Given instruction 1: According to the passage on Erika Kirk, what was her presence, rather than that of a leader?
::: Text excerpt
Such dissembling is normal for female leaders of the MAGA movement, who preach a gospel of housewifery while actually making way more money than many of the feminists they despise. In itself, this duplicity won’t get in the way of Erika Kirk’s rise. No, the real issue for her is that, being female, she can’t sell the gutter misogyny that was one of the main sources of attention and income for her husband.

When Charlie Kirk was still alive, his wife played a valuable role in his brand as a scolder-of-feminists. She was held up as a counterpoint to the supposedly slutty teenage girls he spent his time sneering at for the camera. Because the Turning Point empire was heavy on visuals and light on substance, looking the part was a big part of Erika Kirk’s role. While the young women that would confront Kirk at his faux-debate events often wore shorts or crop shirts, Erika Kirk favored fluffy, pink and floral clothes that were often almost cartoonishly hyper-feminine. Where Kirk’s interlocutors were angry, their faces full of the disgust his male audience members no doubt recognize from their own dealings with women, Erika Kirk presented a fantasy alternative. She was usually photographed gazing adoringly up at her husband, often while gathering their children around her in a beatific — and patriarchal — tableau.

Erika Kirk’s presence was not as a leader, but as a shield. Her husband doesn’t hate women, the images implied — just the ones that talk back to men. She acted as a softening presence to validate his rancor, a role played by many MAGA wives. Her alleged gentleness made up for his anger. She was Loving Mommy to his Cruel Daddy, there to offer reassurance that Daddy’s bark was stronger than his bite. He might have said hateful things, but she offered Christian prayers — and in MAGA eyes, those wipe the slate clean.
::::::
::: Available data
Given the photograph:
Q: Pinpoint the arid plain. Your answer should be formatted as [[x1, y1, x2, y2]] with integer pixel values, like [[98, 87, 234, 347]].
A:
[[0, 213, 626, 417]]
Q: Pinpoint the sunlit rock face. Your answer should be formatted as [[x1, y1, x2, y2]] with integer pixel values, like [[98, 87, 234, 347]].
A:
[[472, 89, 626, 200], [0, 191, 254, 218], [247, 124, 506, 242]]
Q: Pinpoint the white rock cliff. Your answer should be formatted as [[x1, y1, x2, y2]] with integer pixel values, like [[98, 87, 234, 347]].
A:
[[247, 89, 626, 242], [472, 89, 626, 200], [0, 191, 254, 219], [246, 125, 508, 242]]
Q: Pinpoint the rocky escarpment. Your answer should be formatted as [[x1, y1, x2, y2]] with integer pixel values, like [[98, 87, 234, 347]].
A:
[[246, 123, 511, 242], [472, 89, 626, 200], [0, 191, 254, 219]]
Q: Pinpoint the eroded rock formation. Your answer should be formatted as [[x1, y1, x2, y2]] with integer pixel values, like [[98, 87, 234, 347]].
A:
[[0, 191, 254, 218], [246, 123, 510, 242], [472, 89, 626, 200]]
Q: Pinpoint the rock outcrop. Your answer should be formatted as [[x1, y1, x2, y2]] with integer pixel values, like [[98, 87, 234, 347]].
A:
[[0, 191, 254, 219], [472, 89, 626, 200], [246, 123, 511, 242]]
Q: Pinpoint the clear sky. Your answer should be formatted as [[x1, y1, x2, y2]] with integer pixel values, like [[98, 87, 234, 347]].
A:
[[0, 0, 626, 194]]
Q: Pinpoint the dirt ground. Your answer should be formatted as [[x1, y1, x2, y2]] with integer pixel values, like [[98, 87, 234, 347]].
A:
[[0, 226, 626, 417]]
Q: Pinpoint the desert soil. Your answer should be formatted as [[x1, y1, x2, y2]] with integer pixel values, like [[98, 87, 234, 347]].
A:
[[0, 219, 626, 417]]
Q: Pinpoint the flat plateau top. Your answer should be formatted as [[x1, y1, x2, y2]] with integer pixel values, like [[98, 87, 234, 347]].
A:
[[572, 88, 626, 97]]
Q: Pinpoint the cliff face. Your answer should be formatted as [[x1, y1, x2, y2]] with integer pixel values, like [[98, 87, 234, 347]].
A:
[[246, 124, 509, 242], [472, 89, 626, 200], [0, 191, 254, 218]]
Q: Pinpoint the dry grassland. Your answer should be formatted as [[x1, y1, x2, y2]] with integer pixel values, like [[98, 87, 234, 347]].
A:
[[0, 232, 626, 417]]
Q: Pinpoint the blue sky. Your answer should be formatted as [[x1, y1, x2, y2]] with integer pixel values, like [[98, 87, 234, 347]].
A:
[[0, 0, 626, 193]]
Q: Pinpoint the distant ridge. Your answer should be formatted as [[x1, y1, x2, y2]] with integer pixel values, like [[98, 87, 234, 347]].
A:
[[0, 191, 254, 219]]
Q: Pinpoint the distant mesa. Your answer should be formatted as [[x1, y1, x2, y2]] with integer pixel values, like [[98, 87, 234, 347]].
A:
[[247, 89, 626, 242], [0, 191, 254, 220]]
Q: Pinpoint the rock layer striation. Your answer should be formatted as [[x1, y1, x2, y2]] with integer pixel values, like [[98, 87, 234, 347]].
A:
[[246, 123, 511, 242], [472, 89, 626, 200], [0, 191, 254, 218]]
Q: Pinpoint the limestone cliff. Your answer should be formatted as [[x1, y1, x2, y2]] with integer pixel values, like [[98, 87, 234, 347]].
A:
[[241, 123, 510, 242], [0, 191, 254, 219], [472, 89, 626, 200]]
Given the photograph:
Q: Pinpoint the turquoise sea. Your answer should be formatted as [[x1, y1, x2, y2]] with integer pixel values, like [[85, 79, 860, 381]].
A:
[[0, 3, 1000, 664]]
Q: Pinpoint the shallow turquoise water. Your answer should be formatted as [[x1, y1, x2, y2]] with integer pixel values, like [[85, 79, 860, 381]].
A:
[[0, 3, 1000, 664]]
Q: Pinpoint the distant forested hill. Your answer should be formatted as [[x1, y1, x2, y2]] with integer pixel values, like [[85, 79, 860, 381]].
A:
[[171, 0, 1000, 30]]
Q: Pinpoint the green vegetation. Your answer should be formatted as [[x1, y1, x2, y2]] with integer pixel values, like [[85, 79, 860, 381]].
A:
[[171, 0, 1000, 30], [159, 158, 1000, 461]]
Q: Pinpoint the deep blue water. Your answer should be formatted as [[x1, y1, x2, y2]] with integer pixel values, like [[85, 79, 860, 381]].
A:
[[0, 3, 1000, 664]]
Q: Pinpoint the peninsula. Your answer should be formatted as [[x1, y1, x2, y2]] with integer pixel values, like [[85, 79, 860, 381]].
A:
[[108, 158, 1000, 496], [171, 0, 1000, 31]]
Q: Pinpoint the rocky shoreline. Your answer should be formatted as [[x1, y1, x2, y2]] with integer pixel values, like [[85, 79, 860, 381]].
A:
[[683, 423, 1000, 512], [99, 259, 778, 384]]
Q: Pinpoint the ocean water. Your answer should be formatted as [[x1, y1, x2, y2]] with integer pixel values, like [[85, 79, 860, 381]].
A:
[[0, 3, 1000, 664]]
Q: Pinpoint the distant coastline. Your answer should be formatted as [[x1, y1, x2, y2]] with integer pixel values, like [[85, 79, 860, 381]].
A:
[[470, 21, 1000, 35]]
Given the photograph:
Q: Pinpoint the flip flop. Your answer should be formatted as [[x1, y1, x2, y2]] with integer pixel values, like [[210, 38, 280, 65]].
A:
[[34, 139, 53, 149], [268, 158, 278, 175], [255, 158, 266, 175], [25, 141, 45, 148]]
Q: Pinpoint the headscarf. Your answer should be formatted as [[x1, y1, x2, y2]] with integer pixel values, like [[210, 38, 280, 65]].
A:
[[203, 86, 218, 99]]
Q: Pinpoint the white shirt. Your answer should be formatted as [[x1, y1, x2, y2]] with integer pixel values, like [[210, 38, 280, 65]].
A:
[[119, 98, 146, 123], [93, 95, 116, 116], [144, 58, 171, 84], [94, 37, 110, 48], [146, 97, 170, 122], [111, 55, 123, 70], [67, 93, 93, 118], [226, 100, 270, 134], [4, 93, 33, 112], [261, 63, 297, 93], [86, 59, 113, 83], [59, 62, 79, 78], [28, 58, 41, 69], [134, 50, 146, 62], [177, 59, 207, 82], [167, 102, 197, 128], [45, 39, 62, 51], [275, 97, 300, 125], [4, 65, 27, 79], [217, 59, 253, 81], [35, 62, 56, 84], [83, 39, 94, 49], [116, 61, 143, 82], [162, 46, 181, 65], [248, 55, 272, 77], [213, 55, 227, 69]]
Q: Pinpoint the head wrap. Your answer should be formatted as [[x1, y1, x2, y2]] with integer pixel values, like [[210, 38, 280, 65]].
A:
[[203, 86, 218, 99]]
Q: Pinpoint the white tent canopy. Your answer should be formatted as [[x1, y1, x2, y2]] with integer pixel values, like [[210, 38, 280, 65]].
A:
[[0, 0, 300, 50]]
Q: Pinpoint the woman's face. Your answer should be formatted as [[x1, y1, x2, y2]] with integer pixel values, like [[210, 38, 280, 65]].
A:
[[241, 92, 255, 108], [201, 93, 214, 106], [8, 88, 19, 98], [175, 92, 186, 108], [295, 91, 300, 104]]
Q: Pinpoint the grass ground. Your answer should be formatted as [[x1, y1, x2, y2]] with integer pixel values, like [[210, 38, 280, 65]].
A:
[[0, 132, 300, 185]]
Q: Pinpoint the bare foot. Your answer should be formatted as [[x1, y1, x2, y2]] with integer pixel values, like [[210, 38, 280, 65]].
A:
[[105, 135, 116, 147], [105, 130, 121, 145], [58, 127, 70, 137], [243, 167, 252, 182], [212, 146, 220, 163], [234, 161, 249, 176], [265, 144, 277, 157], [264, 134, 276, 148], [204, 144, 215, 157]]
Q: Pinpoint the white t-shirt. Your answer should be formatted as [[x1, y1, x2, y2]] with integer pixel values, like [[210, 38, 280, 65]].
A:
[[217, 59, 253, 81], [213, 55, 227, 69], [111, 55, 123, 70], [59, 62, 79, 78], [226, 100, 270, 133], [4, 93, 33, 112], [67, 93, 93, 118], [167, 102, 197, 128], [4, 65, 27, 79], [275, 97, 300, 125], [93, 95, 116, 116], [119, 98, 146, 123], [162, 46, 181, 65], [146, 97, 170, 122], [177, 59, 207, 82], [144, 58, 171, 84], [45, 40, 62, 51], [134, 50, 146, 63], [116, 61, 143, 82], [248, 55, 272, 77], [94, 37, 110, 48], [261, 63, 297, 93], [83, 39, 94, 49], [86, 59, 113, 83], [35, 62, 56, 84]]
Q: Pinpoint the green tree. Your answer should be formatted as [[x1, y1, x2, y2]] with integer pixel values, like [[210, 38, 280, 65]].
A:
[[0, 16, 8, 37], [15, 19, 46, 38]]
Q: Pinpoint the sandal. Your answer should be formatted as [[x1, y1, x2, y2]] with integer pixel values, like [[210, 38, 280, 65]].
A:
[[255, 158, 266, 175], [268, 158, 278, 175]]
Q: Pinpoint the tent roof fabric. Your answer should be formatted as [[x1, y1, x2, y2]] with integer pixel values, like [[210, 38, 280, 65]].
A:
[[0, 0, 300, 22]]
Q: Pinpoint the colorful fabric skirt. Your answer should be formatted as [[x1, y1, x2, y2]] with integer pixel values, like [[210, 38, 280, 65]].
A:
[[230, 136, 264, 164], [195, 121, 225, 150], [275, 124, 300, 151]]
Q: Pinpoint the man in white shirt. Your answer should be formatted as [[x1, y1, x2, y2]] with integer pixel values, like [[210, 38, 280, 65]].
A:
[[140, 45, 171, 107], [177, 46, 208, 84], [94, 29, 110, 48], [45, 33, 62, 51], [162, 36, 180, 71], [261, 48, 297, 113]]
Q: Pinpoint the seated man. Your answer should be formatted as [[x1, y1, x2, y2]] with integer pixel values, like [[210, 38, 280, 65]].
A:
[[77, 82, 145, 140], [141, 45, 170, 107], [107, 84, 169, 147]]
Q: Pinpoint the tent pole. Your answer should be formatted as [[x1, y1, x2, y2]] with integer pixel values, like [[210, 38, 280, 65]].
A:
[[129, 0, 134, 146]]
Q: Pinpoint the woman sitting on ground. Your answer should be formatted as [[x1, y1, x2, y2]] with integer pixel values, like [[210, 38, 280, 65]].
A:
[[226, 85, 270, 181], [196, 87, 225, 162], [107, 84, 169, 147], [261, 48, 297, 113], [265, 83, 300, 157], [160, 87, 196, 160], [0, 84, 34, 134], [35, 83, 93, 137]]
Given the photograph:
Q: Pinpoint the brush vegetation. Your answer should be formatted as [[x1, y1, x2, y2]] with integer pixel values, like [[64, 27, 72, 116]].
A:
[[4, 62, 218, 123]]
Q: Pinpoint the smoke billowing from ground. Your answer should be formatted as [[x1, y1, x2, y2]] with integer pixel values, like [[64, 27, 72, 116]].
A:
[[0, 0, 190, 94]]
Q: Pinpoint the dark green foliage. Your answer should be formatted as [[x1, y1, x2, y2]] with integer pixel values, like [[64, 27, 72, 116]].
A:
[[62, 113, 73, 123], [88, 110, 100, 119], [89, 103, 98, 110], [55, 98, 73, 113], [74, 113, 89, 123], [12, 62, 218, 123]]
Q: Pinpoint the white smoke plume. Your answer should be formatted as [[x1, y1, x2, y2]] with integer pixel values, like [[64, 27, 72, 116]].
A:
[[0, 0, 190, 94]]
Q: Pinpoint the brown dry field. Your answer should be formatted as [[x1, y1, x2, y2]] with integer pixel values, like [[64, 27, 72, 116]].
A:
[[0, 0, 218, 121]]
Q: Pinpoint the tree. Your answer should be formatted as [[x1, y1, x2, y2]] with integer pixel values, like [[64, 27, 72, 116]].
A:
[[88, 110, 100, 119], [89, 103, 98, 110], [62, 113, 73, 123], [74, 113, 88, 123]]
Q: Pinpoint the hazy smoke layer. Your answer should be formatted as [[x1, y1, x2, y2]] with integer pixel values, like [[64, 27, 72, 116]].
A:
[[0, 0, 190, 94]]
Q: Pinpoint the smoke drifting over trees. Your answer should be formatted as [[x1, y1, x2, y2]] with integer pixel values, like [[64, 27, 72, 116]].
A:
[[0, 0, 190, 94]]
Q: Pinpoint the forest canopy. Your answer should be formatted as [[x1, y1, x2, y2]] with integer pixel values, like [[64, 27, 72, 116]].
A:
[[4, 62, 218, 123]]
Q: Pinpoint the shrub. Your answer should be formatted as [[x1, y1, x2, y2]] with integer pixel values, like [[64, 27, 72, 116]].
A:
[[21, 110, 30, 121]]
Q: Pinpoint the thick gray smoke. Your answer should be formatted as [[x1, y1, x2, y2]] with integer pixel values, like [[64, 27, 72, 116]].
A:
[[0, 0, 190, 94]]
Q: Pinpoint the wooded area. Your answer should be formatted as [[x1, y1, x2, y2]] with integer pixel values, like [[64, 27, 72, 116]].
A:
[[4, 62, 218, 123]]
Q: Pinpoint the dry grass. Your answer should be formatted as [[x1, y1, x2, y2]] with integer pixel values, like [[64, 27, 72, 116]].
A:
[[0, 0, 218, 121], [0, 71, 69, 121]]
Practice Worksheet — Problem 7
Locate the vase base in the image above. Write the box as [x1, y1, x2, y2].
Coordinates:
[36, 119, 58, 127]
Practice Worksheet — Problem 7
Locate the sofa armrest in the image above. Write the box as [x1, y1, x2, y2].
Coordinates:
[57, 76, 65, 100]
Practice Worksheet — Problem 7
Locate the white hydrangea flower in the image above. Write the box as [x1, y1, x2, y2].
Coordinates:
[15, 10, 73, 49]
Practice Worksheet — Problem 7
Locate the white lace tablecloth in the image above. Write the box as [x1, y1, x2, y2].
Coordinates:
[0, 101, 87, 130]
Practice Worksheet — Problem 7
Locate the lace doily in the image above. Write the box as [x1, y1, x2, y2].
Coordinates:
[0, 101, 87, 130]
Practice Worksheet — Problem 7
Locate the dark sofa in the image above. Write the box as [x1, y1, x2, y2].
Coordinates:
::::::
Given instruction 2: State how many lines of the records contain the word "lace", giving only the number.

Finished answer 1: A shield.

Finished answer 2: 2